By: Maayan Sarah Heller for Dental1
Ever felt pain in your teeth after eating or drinking something hot, cold or super sweet? If so, you’ve suffered from tooth sensitivity, and you’re hardly alone.
Tooth sensitivity is a pain caused by the wearing away of the tooth’s surface (enamel) or of gum tissue protecting the tooth’s roots. It’s a condition that’s estimated to affect anywhere from one-in-four to one-in-five adults, often recurring over time.
|Avoid common causes of tooth sensitivity:|
1. Brushing too hard or aggressively
2. Not brushing long enough (should brush about 2 minutes, only brushing 1-2 teeth at a time)
3. Using a medium or hard bristled toothbrush (you should only use soft or extra soft brushes)
4. Clenching or grinding your teeth
5. Frequent vomiting
6. Cavities or gum disease
7. Repeated use of whitening toothpastes with baking soda can irritate the gums and cause sensitivity
It’s “a common problem that seems to occur more often as we age,” according to Dr. Jay Afrow, DMD, MHA, who teaches at Harvard School of Dental Medicine.
And most dentists agree there are many different causes for it.
“The majority of sensitive teeth are caused by toothbrush abrasion,” said Dr. Gina Terenzi, DMD, general practice residency director for Tufts University School of Dental Medicine. “People who brush zealously often brush through the enamel of their teeth to the second layer – the dentin,” she said.
The most common symptom is a painful sensation after consuming hot, cold or sweet things. Terenzi said that cold is the most frequent trigger.
══════
■ TASKS FOR THIS EXERCISE ■
#1 Copy the part of the tooth sensitivity article from "And most dentists" up to and including "most frequent trigger.".
#2 Name every cause of tooth sensitivity that appears in the numbered list of the tooth sensitivity article.
#3 Go on with the article on tooth sensitivity, starting after its final sentence.
The listing that comes next has no connection to the article on tooth sensitivity.

(Dataset items)
══════
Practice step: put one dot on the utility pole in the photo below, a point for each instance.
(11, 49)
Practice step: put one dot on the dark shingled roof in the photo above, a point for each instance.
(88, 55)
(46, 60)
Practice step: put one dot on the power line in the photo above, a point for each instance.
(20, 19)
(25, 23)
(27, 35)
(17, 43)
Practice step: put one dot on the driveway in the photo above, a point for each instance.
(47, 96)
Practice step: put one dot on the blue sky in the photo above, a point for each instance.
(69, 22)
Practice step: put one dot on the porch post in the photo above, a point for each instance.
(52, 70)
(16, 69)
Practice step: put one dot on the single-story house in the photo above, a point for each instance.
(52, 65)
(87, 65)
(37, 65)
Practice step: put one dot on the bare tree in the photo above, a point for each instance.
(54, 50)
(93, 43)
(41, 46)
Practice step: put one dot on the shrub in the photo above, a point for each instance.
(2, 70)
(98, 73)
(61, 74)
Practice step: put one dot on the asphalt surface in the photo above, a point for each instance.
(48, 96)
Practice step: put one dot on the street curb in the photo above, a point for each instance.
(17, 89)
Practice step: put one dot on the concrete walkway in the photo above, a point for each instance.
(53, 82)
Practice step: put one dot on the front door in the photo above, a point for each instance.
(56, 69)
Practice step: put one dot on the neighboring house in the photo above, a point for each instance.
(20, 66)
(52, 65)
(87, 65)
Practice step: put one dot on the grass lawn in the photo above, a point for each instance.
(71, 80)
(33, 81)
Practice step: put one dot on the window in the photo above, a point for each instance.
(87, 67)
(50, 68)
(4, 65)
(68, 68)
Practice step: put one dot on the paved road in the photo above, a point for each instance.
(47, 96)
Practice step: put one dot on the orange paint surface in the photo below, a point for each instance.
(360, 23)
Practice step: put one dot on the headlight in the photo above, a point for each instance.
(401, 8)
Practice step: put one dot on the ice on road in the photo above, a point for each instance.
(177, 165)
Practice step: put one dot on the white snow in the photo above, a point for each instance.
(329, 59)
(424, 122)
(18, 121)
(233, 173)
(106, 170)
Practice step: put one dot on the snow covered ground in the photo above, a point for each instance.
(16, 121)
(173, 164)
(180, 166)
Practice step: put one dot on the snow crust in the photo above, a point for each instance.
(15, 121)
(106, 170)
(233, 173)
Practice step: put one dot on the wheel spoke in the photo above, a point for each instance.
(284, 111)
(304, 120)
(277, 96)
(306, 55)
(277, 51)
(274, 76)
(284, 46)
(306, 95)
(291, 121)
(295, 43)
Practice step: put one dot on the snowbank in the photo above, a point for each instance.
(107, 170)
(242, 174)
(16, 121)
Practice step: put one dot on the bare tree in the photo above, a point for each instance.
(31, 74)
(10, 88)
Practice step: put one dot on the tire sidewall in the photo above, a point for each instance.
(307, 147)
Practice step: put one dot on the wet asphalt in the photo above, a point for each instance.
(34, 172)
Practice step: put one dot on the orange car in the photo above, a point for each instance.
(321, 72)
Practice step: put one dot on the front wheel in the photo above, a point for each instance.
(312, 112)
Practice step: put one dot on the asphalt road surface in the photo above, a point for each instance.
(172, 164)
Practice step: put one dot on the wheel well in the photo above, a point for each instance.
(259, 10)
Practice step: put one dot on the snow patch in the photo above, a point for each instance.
══════
■ RESPONSES PER TASK ■
#1
And most dentists agree there are many different causes for it.
“The majority of sensitive teeth are caused by toothbrush abrasion,” said Dr. Gina Terenzi, DMD, general practice residency director for Tufts University School of Dental Medicine. “People who brush zealously often brush through the enamel of their teeth to the second layer – the dentin,” she said.
The most common symptom is a painful sensation after consuming hot, cold or sweet things. Terenzi said that cold is the most frequent trigger.

#2
1. Brushing too hard or aggressively
2. Not brushing long enough
3. Using a medium or hard bristled toothbrush
4. Clenching or grinding your teeth
5. Frequent vomiting
6. Cavities or gum disease
7. Repeated use of whitening toothpastes with baking soda

#3
The “toothbrush abrasion,” Terenzi referred to is a widespread problem. Most people brush too hard and too briefly, damaging teeth and gums and causing problems beyond sensitivity.
Recession, or the wearing down of the gums, is another problem associated with tooth sensitivity. When the gums recede, the teeth and roots become exposed, causing further sensitivity.
Daniela Sever, DMD PC, a practicing dentist in Quincy, Mass., added that other health problems can lead to sensitivity as well.
“Acid abrasion, such as from acid reflux or repeated vomiting in bulimic patients,” as well as “congenitally thin and sensitive enamel” are additional sources of sensitivity, she said.
Prevention is always the best approach, said Sever. She suggests using a powered toothbrush to monitor the consistency of pressure, or to use a “gentle sweeping motion during brushing” with a traditional toothbrush.
Terenzi recommends a soft bristled toothbrush and a “rotating gentle massage technique at an angle,” for brushing.
Treating the pain
If you have sensitive teeth don’t worry, you are not alone and there are treatments. Approximately 50 percent of all people have or will experience tooth sensitivity during their lifetimes.
“Yes, it is fixable,” said Terenzi. “But it is important to know that once you wear away the enamel, it doesn’t grow back.”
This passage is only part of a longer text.